[begin RECORDS FOR THIS TASK]

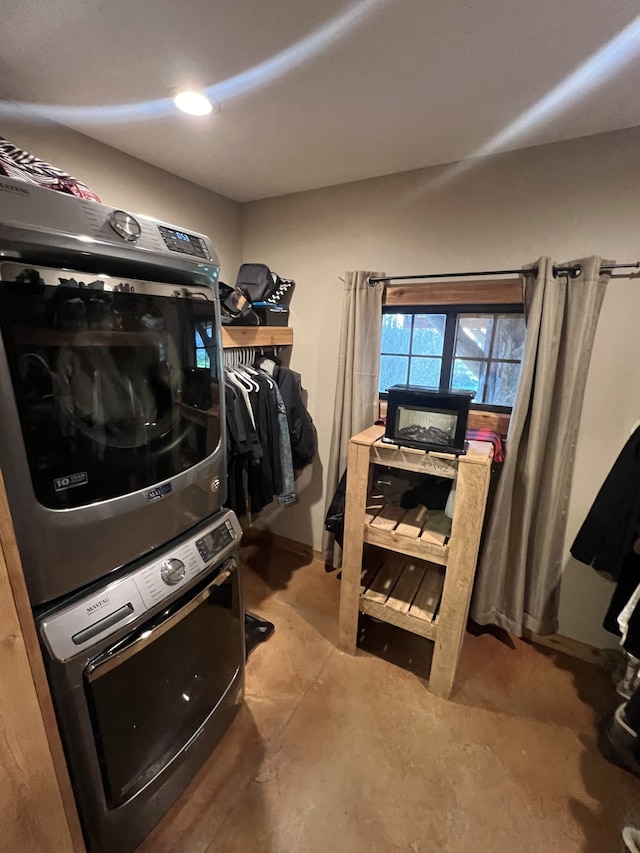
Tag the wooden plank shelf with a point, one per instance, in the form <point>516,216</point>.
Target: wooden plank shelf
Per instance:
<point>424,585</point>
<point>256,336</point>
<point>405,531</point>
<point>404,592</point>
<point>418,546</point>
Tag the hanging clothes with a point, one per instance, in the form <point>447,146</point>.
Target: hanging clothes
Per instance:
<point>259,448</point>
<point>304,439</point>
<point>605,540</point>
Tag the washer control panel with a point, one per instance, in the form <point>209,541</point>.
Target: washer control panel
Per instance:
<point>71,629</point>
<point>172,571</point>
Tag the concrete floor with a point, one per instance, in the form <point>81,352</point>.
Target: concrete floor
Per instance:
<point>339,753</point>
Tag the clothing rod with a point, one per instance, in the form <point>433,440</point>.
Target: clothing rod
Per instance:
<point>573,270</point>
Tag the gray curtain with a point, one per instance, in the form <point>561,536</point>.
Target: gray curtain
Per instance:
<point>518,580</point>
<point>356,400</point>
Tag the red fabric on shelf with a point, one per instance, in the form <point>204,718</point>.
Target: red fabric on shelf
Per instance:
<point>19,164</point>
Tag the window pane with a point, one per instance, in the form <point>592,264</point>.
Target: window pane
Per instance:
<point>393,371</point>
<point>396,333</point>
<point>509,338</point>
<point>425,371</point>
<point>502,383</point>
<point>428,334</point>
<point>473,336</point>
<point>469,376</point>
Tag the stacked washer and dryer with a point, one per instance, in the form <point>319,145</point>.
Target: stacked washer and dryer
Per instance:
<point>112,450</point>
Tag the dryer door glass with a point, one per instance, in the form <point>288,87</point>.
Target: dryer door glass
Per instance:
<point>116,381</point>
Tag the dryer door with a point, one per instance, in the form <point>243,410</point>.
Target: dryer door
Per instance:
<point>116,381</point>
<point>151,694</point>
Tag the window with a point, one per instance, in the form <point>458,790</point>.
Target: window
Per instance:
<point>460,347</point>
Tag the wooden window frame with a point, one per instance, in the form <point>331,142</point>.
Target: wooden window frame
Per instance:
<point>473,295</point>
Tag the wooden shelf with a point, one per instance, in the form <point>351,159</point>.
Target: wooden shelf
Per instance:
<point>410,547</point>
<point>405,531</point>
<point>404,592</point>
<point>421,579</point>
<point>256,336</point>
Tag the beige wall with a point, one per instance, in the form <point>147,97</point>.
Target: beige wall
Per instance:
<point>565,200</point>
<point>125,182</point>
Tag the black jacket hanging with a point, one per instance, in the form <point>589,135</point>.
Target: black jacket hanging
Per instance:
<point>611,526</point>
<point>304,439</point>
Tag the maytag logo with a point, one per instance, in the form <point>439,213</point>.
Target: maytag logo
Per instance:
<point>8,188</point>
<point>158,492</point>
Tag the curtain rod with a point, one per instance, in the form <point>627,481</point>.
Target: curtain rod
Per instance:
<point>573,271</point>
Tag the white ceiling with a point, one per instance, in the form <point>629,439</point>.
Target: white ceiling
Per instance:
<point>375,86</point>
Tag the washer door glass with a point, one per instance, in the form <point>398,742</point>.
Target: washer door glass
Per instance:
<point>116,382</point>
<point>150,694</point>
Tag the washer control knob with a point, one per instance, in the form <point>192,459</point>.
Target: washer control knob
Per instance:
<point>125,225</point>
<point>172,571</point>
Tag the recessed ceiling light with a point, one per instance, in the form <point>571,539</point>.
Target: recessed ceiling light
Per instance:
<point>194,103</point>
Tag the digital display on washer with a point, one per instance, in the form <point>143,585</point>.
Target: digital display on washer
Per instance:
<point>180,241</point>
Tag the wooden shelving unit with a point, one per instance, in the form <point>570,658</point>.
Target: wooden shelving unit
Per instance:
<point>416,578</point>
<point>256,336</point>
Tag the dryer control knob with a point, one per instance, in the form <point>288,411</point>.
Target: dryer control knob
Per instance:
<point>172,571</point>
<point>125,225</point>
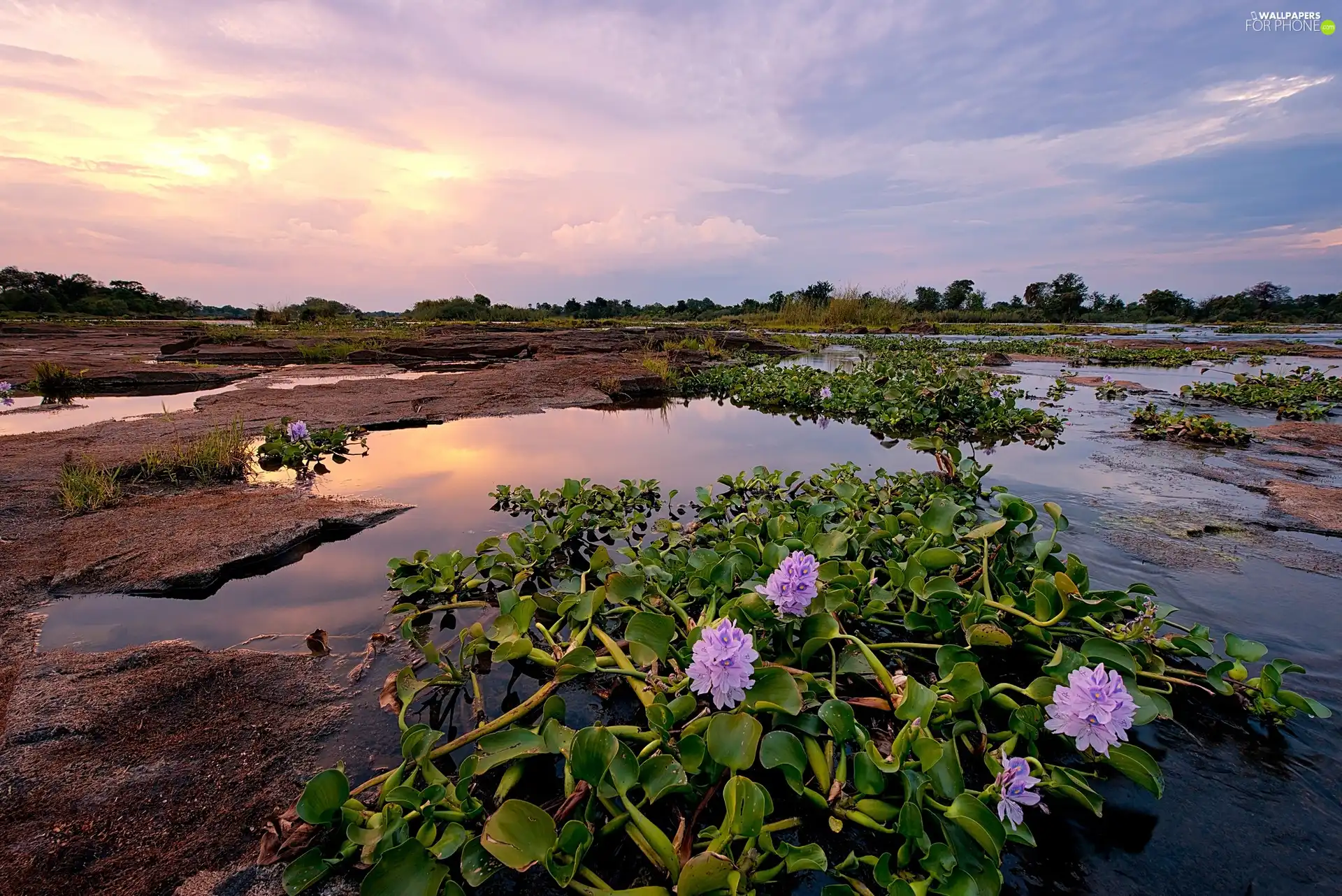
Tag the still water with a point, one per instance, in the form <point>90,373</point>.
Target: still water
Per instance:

[end RECORDS FOR THIS TASK]
[begin RECORDS FOR THIS TASK]

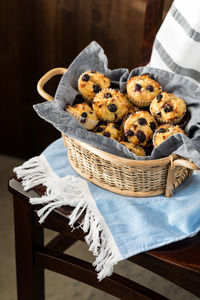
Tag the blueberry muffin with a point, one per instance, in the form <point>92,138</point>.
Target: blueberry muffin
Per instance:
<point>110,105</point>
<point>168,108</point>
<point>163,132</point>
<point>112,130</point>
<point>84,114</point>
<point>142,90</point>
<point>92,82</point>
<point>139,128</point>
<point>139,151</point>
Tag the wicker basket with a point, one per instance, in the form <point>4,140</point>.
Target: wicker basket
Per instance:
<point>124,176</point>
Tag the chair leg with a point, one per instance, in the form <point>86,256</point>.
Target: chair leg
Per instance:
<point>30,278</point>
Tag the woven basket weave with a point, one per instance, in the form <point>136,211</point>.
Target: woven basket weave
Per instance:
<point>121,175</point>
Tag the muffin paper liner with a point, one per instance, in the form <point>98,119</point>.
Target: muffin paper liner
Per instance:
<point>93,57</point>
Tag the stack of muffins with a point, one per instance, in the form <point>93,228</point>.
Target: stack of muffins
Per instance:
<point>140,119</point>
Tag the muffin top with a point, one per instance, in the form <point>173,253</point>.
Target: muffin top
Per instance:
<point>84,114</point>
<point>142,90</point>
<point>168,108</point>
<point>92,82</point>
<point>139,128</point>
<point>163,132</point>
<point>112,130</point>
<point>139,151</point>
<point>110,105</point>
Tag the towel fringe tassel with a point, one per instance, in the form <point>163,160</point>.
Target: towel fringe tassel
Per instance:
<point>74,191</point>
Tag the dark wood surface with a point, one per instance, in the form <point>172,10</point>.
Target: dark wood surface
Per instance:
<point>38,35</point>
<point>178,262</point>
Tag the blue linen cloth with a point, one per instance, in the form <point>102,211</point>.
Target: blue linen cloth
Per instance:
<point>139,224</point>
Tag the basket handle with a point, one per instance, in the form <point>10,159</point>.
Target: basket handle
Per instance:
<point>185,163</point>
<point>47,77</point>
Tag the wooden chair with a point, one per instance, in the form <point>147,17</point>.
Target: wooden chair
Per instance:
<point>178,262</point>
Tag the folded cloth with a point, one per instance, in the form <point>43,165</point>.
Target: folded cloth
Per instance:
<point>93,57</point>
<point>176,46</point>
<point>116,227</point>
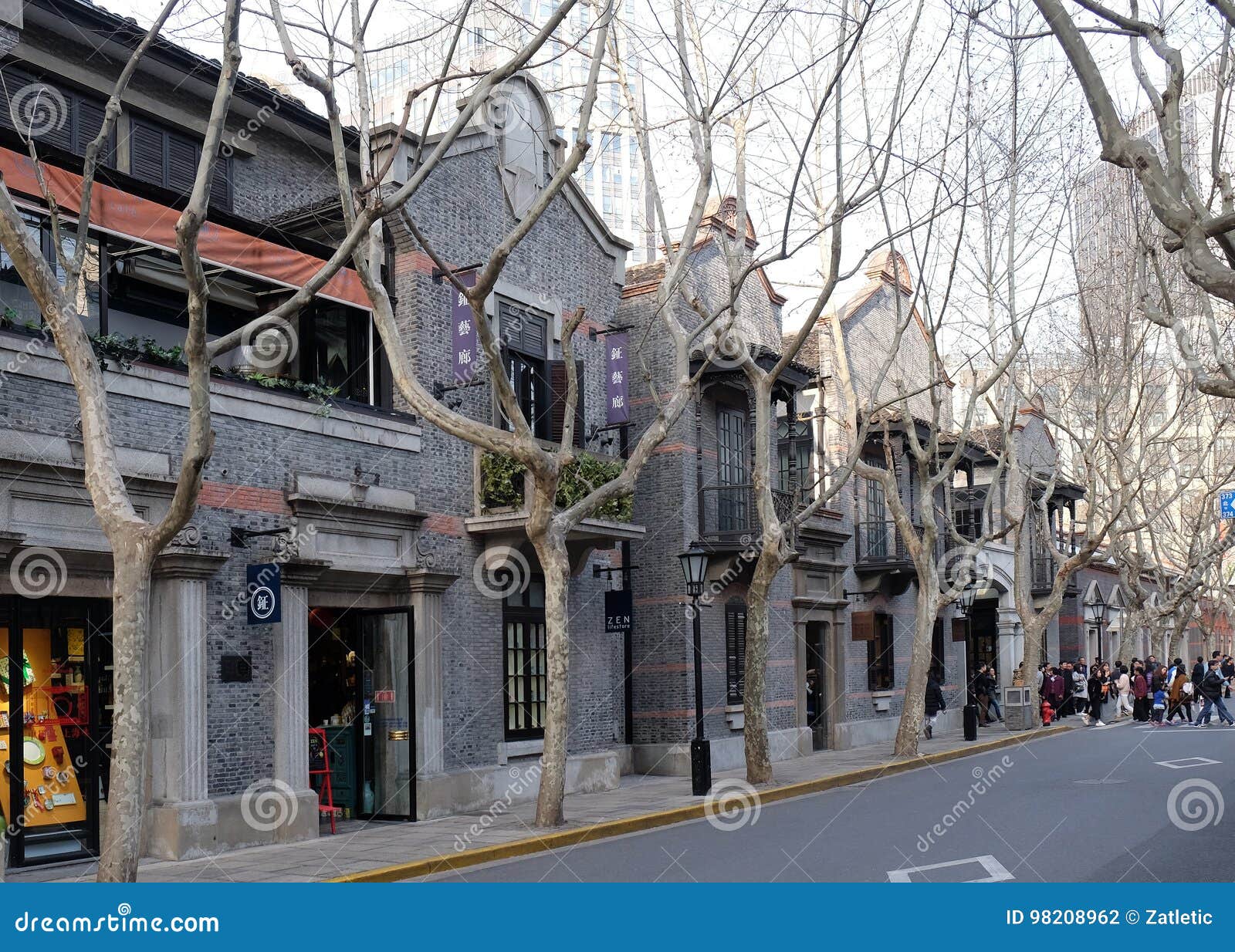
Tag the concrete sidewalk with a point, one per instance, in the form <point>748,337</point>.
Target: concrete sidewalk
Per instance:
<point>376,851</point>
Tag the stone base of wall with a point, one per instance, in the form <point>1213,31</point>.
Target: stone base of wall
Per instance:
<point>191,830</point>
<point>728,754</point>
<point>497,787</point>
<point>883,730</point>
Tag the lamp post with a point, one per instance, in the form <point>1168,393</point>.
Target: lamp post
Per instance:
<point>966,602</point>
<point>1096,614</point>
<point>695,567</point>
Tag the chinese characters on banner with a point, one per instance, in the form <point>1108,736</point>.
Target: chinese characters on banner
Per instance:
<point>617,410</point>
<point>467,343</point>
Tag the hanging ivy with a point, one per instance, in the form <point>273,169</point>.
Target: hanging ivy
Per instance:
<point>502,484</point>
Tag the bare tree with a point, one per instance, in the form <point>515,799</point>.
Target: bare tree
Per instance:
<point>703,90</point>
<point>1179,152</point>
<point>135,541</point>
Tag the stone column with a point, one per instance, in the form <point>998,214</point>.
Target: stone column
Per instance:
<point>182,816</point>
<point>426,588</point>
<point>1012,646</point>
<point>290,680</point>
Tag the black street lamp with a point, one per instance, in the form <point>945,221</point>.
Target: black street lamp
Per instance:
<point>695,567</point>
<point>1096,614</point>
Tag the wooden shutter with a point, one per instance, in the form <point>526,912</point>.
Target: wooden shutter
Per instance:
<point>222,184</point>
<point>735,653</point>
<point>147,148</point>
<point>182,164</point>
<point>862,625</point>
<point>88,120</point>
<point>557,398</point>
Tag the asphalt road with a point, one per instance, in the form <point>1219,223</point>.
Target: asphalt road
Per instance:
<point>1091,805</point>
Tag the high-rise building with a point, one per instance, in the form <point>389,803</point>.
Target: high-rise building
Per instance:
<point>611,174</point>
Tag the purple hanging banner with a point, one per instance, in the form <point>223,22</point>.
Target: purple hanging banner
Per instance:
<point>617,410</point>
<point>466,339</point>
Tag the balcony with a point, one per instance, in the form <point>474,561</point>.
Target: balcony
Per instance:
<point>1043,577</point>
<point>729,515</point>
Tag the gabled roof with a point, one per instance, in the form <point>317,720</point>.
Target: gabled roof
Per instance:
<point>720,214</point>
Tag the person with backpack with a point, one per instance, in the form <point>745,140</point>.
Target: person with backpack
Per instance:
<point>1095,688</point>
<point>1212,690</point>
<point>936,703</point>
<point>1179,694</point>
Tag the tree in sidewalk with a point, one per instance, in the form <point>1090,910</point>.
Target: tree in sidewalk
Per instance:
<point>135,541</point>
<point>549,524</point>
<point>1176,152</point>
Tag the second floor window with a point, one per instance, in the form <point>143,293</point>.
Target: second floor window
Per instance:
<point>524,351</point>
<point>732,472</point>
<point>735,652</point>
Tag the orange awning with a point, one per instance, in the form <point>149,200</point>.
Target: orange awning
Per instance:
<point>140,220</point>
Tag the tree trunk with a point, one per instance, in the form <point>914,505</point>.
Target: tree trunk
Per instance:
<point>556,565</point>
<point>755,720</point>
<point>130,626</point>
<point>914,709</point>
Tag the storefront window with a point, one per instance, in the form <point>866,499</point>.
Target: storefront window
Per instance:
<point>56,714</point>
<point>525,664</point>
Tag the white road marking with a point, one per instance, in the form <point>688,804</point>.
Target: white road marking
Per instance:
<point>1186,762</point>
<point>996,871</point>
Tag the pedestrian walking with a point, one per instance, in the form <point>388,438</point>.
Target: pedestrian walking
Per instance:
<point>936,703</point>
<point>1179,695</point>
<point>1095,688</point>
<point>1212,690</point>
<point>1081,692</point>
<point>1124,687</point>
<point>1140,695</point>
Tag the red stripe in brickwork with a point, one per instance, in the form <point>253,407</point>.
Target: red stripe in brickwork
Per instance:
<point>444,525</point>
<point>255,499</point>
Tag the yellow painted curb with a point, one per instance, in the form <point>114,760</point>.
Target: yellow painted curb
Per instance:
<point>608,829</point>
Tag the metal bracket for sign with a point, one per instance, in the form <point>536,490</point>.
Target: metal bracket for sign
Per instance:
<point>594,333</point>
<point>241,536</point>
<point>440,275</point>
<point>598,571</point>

[end RECORDS FOR THIS TASK]

AIM: Please report each line in the rows above that contains the word "still". Treat uppercase and lowercase letters as different.

TASK RESPONSE:
Tag the still water with a point, one per instance, in the form <point>90,373</point>.
Target: still water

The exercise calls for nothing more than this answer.